- Source
►

The world community is looking for ways out of crisis. Governments world over are developing anti-crisis measures. Emerging problems are essentially international. They require development and introduction of new “critical technologies” into politics, economics, and law.
Many of anti-crisis technologies will not meet public support. The crisis itself in every country serves as a pretext for political attacks, despite the efforts of governments to cope with it. Undoubtedly the crisis will lead to aggravation of internal political tensions, as well as to abuse of political rights by certain quarters, by far not progressive, and right up to anti-constitutional action and attempts to seize power.
Major international think tanks predict that in the coming decades the world will be confronted by permanent risk of a nuclear war, emerging conflicts over sources of energy, food and fresh water, aggravated by strategic rivalry related to trade, investments, technological innovation, in the environment of the on-going military competition. Against this background terrorism with growing frequency will serve as a tool in new types of warfare and in settlement of conflicts. And here the entities that employ terrorist acts may remain obscure, as proven by the Mumbai drama.
There is no need to be a prophet to foresee that under such circumstances the principal constitutional problem for a state would be to reconcile the duty to guarantee human and citizen’s rights and freedoms with the need to protect national security.
I am sure that the rule-of-law government must combat crime, international terrorism and internal political extremism by exclusively legal means, otherwise there will be a collapse of law and order and of the constitutional system.
4. The constitutional system as a whole, and the sphere of human rights in particular, are threatened by two types of destructive radicalism, that is, the arbitrariness of government and anarchy. The Constitution is based on the assumption that public authority is organized in a democratic and legal manner, and would allow no one to break the bounds of law. At the same time the Constitution obliges the government to ensure security of individuals, the society, and the state, to suppress arbitrariness in any of its manifestation, whether it is terrorism, transnational organized crime or corruption.
The constitutional judiciary will be tasked with the mission of utmost importance, that is to protect constitutional human and citizen’s rights and freedoms from groundless restrictions imposed by the state. It is important to observe the criteria of restrictions that are generally accepted by modern constitutional states. Those restrictions will be possible only if they meet the requirements of fairness and reasonableness, are proportionate, commensurate, and are necessary for the protection of constitutionally meaningful values, including rights and lawful interests of other individuals, are not retroactive and do not infringe upon the very essence of constitutional law, that is, they do not constrain the scope and application of the basic content of respective constitutional norms. A norm, in order to exclude the possibility of a disproportionate restriction of human and citizen’s rights and freedoms, must be formally definitive, precise, accurate and clear, barring any broad interpretation and arbitrary application of restrictions it provides for.

◄

- Dataset records

►

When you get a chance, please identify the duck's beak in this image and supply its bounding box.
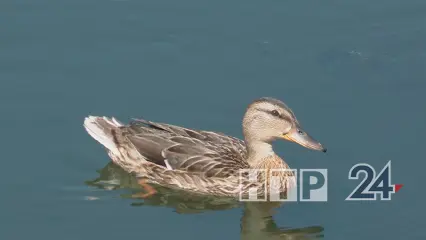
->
[283,127,327,152]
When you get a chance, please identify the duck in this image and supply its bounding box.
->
[83,97,327,198]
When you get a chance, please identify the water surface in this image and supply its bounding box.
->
[0,0,426,240]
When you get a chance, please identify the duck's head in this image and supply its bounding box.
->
[243,98,327,152]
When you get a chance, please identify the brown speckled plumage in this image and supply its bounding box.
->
[84,99,322,197]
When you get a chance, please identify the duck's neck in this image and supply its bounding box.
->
[246,141,275,166]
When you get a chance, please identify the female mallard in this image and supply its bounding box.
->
[84,98,326,197]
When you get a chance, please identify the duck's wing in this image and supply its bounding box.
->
[125,119,249,177]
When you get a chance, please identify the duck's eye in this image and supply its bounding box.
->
[271,110,280,117]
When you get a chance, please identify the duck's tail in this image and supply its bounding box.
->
[84,116,145,173]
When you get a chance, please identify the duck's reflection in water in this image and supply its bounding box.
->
[86,163,324,240]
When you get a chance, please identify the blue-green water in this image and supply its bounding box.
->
[0,0,426,240]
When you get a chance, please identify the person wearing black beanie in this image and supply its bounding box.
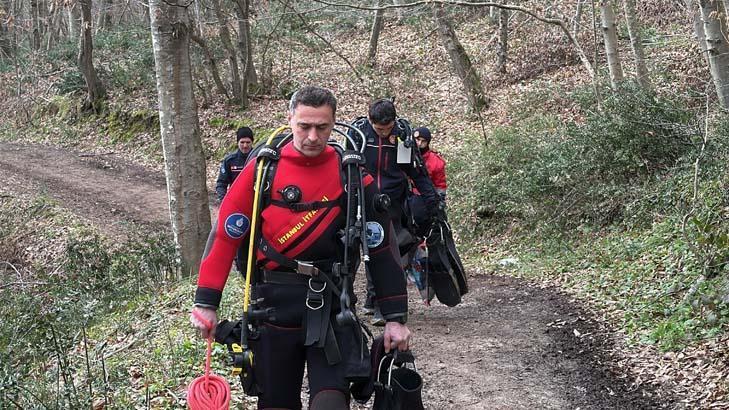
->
[413,127,448,198]
[215,127,253,201]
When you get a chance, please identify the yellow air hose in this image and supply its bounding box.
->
[243,125,289,315]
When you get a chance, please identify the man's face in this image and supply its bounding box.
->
[238,138,253,154]
[289,104,334,157]
[370,121,395,138]
[415,137,429,149]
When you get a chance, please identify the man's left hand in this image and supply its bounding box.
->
[383,322,412,353]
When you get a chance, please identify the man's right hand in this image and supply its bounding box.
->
[190,306,218,339]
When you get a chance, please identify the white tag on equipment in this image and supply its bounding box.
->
[397,139,413,164]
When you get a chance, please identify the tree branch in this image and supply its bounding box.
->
[314,0,595,81]
[291,5,365,84]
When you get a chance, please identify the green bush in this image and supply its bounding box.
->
[94,27,155,90]
[0,198,177,408]
[450,85,699,240]
[53,70,86,95]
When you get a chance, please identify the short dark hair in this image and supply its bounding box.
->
[368,98,397,124]
[235,127,253,142]
[289,85,337,117]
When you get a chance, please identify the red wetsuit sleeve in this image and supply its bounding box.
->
[423,151,448,191]
[195,161,256,307]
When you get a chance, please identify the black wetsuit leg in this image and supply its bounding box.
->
[254,324,306,410]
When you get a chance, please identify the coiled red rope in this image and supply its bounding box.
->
[187,311,230,410]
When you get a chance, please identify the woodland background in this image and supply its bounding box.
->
[0,0,729,408]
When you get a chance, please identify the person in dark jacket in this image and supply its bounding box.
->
[352,99,438,326]
[413,127,448,198]
[191,87,410,410]
[215,127,253,201]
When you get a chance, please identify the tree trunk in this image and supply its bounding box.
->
[623,0,651,89]
[30,0,41,51]
[392,0,405,24]
[212,0,242,103]
[149,0,211,276]
[699,0,729,109]
[190,33,230,99]
[365,0,385,67]
[45,2,62,51]
[96,0,114,33]
[78,0,106,111]
[236,0,258,89]
[433,5,489,113]
[686,0,711,66]
[0,0,15,56]
[600,0,623,89]
[496,4,509,74]
[66,2,81,40]
[572,0,585,38]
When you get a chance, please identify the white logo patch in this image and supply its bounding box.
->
[365,221,385,248]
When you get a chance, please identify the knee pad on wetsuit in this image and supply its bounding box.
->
[309,390,349,410]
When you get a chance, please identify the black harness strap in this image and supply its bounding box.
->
[270,199,339,212]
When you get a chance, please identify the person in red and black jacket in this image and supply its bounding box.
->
[350,98,438,326]
[215,127,253,201]
[191,86,411,410]
[413,127,448,199]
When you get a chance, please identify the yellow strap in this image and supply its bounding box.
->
[243,125,289,313]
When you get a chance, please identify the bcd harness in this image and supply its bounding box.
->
[216,123,389,395]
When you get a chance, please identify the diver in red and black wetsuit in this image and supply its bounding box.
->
[191,87,410,410]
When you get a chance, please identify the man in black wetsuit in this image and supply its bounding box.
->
[351,98,438,326]
[215,127,253,201]
[191,87,410,410]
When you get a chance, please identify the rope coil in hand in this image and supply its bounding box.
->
[187,311,230,410]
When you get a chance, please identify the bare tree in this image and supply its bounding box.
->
[96,0,114,32]
[30,0,41,50]
[190,32,230,98]
[0,0,15,59]
[149,0,211,275]
[686,0,711,66]
[65,1,81,39]
[623,0,651,88]
[78,0,106,111]
[600,0,623,89]
[572,0,585,37]
[212,0,243,103]
[699,0,729,109]
[433,5,489,113]
[236,0,258,89]
[366,0,385,67]
[496,2,509,74]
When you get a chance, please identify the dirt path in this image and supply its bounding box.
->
[0,143,678,409]
[0,142,169,234]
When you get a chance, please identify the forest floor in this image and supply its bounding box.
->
[0,143,681,409]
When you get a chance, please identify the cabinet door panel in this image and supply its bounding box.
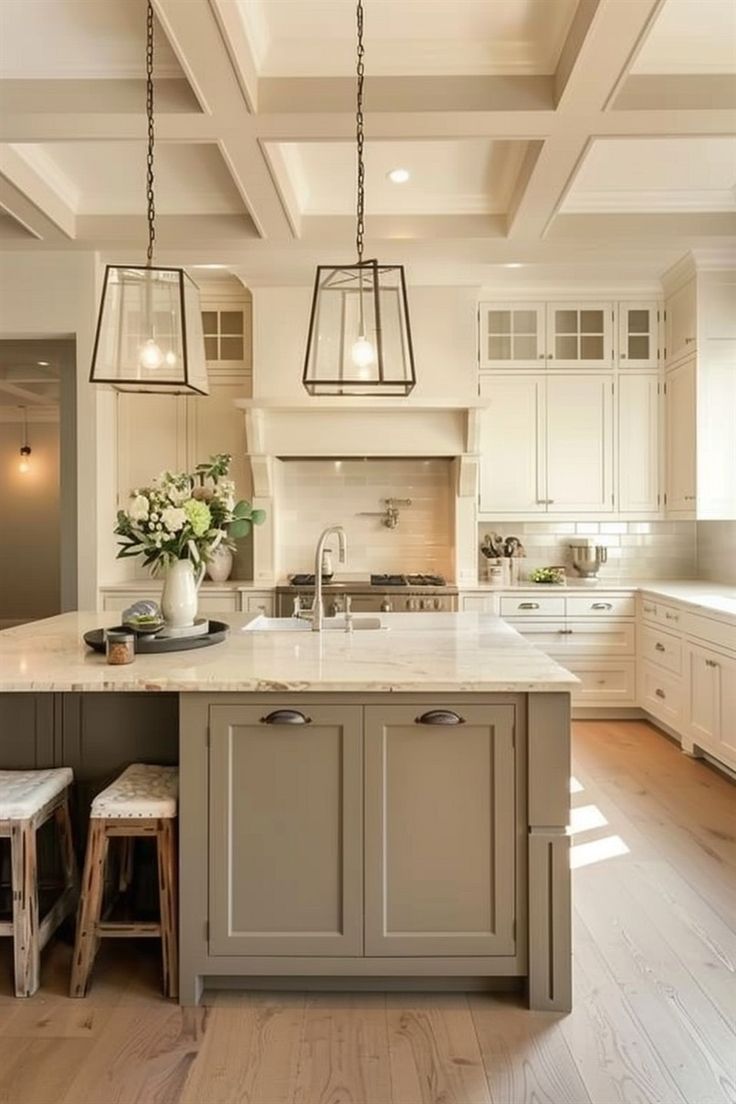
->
[210,702,363,955]
[665,360,696,514]
[618,302,660,368]
[547,302,614,369]
[365,704,516,956]
[480,375,546,513]
[618,372,660,513]
[546,374,614,513]
[479,302,545,371]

◄

- Jobs
1. Translate this sentence from the text on constitutional rights in a time of crisis into Spanish: "The world community is looking for ways out of crisis."
2. Write out the passage of the text on constitutional rights in a time of crisis that begins at the words "I am sure that" and stops after "crime or corruption.".

- Expected responses
1. La comunidad mundial busca salidas a la crisis.

2.
I am sure that the rule-of-law government must combat crime, international terrorism and internal political extremism by exclusively legal means, otherwise there will be a collapse of law and order and of the constitutional system.
4. The constitutional system as a whole, and the sphere of human rights in particular, are threatened by two types of destructive radicalism, that is, the arbitrariness of government and anarchy. The Constitution is based on the assumption that public authority is organized in a democratic and legal manner, and would allow no one to break the bounds of law. At the same time the Constitution obliges the government to ensure security of individuals, the society, and the state, to suppress arbitrariness in any of its manifestation, whether it is terrorism, transnational organized crime or corruption.